* Items from a dataset:
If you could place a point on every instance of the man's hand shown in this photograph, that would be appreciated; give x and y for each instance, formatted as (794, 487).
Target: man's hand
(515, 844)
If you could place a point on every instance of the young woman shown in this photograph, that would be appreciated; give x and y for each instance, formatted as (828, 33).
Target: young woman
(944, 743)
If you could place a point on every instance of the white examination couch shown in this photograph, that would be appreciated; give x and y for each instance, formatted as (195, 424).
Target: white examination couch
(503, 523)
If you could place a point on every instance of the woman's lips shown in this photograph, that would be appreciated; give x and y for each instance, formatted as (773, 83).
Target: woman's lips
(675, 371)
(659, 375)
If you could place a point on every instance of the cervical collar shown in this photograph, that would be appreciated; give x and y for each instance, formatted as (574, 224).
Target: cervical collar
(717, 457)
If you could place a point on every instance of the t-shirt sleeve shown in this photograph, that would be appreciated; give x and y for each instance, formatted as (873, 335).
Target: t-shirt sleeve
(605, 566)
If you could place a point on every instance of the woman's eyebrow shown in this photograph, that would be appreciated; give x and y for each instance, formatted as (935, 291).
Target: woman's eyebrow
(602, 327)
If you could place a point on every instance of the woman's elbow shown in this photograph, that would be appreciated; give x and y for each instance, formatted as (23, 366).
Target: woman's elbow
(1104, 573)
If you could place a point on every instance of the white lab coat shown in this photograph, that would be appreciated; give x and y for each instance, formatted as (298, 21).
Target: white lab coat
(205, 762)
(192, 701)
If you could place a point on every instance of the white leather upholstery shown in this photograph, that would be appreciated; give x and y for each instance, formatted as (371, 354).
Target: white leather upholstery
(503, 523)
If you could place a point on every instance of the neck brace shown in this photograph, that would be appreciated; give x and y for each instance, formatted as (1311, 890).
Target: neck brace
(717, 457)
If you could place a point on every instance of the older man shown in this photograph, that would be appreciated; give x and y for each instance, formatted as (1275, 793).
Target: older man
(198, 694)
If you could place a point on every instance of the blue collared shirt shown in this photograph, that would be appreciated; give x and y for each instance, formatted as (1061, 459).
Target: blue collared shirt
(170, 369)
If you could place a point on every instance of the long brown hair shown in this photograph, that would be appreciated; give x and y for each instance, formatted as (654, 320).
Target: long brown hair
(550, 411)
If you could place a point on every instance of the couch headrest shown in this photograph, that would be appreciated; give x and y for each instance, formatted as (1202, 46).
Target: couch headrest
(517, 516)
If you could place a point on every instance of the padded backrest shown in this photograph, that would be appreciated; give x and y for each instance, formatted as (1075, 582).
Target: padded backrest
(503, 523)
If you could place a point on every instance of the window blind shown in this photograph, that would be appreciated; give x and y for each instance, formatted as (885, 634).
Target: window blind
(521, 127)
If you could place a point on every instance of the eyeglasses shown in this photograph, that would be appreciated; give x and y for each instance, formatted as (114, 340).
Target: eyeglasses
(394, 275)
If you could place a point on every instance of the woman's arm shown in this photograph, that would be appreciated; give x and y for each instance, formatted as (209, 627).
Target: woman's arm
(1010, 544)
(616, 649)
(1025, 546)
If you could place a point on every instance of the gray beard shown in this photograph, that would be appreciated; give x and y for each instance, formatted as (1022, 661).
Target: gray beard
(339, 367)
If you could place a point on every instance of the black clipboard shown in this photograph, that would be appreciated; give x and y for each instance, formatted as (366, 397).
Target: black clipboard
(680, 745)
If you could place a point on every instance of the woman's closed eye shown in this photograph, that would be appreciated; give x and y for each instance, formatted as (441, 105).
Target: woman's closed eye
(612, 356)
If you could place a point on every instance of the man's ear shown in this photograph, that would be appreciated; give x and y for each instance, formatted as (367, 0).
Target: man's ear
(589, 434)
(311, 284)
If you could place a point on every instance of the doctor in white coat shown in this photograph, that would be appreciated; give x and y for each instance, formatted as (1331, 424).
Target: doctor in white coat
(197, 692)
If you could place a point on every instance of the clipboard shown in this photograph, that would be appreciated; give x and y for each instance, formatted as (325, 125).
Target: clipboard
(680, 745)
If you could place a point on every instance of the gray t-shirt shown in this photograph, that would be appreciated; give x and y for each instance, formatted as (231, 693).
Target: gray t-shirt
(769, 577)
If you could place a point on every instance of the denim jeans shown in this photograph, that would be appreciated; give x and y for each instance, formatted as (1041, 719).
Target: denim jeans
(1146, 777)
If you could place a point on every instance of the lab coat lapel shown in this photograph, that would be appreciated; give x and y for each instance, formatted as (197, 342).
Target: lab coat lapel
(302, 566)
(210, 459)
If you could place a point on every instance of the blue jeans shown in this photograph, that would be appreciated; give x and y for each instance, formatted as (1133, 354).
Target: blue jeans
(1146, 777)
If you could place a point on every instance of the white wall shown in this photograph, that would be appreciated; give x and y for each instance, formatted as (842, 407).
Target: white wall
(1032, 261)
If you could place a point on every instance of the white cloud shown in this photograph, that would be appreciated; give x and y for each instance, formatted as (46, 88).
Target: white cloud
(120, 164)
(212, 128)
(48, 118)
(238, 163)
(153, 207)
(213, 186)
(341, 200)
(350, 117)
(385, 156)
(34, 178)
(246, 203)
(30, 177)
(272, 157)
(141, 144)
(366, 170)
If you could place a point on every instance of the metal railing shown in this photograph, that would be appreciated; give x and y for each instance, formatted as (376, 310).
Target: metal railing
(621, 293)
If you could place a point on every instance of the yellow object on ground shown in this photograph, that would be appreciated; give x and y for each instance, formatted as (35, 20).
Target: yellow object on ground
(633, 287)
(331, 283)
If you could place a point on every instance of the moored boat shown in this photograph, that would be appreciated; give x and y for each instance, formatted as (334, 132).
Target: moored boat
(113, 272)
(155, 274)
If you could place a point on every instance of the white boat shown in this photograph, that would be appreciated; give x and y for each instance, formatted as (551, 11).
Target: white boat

* Work to be completed:
Repeat, word for word, all of the data shown above.

* Task output:
If you could place a point on every instance of the man's hand shown in this photograph, that would be appreciated; give x and y for each instance, formatted as (794, 487).
Target: man's hand
(515, 844)
If you could place a point on every instance of the young woman shown in this photograph, that would be appreciated; give x and y for each instance, formatted as (828, 33).
Target: young woman
(944, 743)
If you could place a point on every instance of the white examination couch shown in this photograph, that would be appreciated; give x and y for each instance, formatted as (195, 424).
Target: white examination couch
(503, 523)
If you could place a point on every instance of the woman's lips shown in this photograph, that would be appreciated; give x and y for each instance, formatted as (773, 83).
Target: woman's lips
(675, 371)
(659, 375)
If you could place a point on every instance of the cervical collar shown in this photograph, that would be appreciated; give x and y for each instance, formatted as (574, 224).
Target: cervical collar
(717, 457)
If you could place a point on every instance of the t-shirt sleeve shown in this photograph, that would be appreciated; give x and y for each instance, formatted as (873, 335).
Target: t-shirt sleeve
(605, 566)
If you could place a point on every instance of the woman's eyebrow shown in this photograph, that would be appreciated; give x and y for each instance, formatted as (935, 291).
Target: woman's eyebrow
(602, 327)
If you could place a point on every instance of the woman's elbow shown in this photograph, that would be appreciated; give x and y for each instance, formatted as (23, 366).
Target: woman's elbow
(1104, 573)
If you could place a point on every instance of the white lab coat shown in this photograph, that would be appreciated; give x and y for each instance, formatted as (298, 21).
Target: white lab coat
(205, 762)
(192, 701)
If you could place a point on every instance of the white leather upholstery shown in this photograph, that would be appreciated; give x and y for each instance, formatted as (371, 354).
Target: white leather upholstery
(503, 523)
If you could place a point on every instance of the neck brace shown in this photograph, that would be appreciated; give x and y for each instance, formatted as (1311, 890).
Target: neck brace
(717, 457)
If you could place a point on every instance of the older man shown in this photograph, that would be appreciated; give x and y for each instance, formatted as (1275, 793).
Target: older man
(198, 694)
If you could place a point on every instance of the blue collared shirt shown in this photograph, that would be appreciated; give x and y for each instance, formatted as (1061, 459).
Target: blue collared shirt
(170, 369)
If you could place a point on every instance of the long brown hair shown in this photograph, that would be appreciated; give x and y for each instance, formatted as (654, 320).
Target: long brown hair
(550, 411)
If you could place a point on every instance of the couch headrest shown in this photograph, that would be appreciated; give x and y for each instance, formatted as (1202, 46).
Target: couch headrest
(517, 516)
If you could place a point on every instance of the padded backrest shown in this photograph, that would be appreciated; give x and y for each instance, formatted as (1075, 582).
Target: padded backrest
(503, 523)
If you could place a point on every instance of the window blind shown in this photograph, that would be appreciated; give x and y for each instance, formatted as (885, 634).
Target: window blind
(521, 127)
If you could place a point on every instance of the eyeglasses shown in this photograph, that would be appreciated; give x and y for each instance, formatted as (114, 340).
Target: eyeglasses
(394, 275)
If you could place a point on every instance of the woman's arm shown in this photograph, that would be appreciated; give x and y for each instance, formatted as (209, 627).
Target: woman's arm
(1010, 544)
(616, 649)
(1025, 546)
If you could place a point on every instance of the gray beard shown in this photograph, that would be appreciated; give x and y for each instance, formatted as (1022, 661).
Target: gray beard
(339, 367)
If you could place a point on every instance of the black clipboard shown in this photograph, that would be appreciated; give x and y for each instance, formatted as (366, 397).
Target: black clipboard
(680, 745)
If you could place a point on every instance of the woman's closed eye shown in this photograph, that would be appreciated; give x and y for each instance, formatted as (441, 105).
Target: woman's closed eye
(612, 356)
If you could place a point on every instance of the man's ear shown in this photograph, that would be appreciated; give x and y for each instance, formatted as (367, 0).
Target: man's ear
(589, 434)
(311, 284)
If you could place a point on every instance of the doctor in white coat shown in this photograph, that would be appreciated; give x and y for each instance, formatted as (1331, 424).
Target: doctor in white coat
(197, 692)
If you could place a point on every instance of the clipboard shown in this photograph, that would be appreciated; give x and y for each instance, formatted as (325, 125).
Target: clipboard
(680, 745)
If you could place a point on every instance of the gray t-shirt shown in this photograph, that would be appreciated; give x and y for each instance, formatted as (231, 693).
Target: gray t-shirt
(769, 577)
If you could place a point on every instance of the denim jeans shown in this photograph, that would be appreciated; give x and y for each instance, formatted as (1041, 719).
Target: denim jeans
(1146, 777)
If you could place a point on every instance of the lab coat lapel shown in this photograph, that would be appreciated; give x and y for each instance, formatted as (197, 342).
Target: lab coat lapel
(302, 566)
(210, 459)
If you could place a point on every instance of the blue jeans shown in this photograph, that would be appreciated; give x and y for each instance, formatted as (1133, 354).
Target: blue jeans
(1146, 777)
If you could place a point on every instance of the white wall shown in this photograph, that would be appreciated; give x and y for each instance, formatted as (842, 407).
Target: white wall
(1032, 261)
If you could place a point on every instance of the white cloud shown in this photograph, that would be appreciated; give x and y for each instance, formatted as (46, 88).
Target: white cloud
(120, 164)
(212, 128)
(48, 118)
(238, 163)
(153, 207)
(213, 186)
(341, 200)
(350, 117)
(385, 156)
(34, 178)
(246, 203)
(30, 177)
(272, 157)
(141, 144)
(366, 170)
If you could place a point on every instance of the metal railing shown in this photograph, that would be appreciated; give x and y for each instance, formatted as (376, 310).
Target: metal railing
(621, 293)
If you could place a point on every instance of the yellow object on ground shown in this photograph, that would be appreciated; give x and y for each instance, formatted as (35, 20).
Target: yellow object on ground
(633, 287)
(331, 283)
If you could place a point on every instance of the moored boat shown in this photograph, that would be appreciated; give x and y for each instance, formatted as (334, 132).
Target: moored boat
(113, 272)
(155, 274)
If you could place a point on every instance of the white boat shown in this photograph, that would be appreciated; give x and y for each instance, formatted as (551, 11).
Target: white boat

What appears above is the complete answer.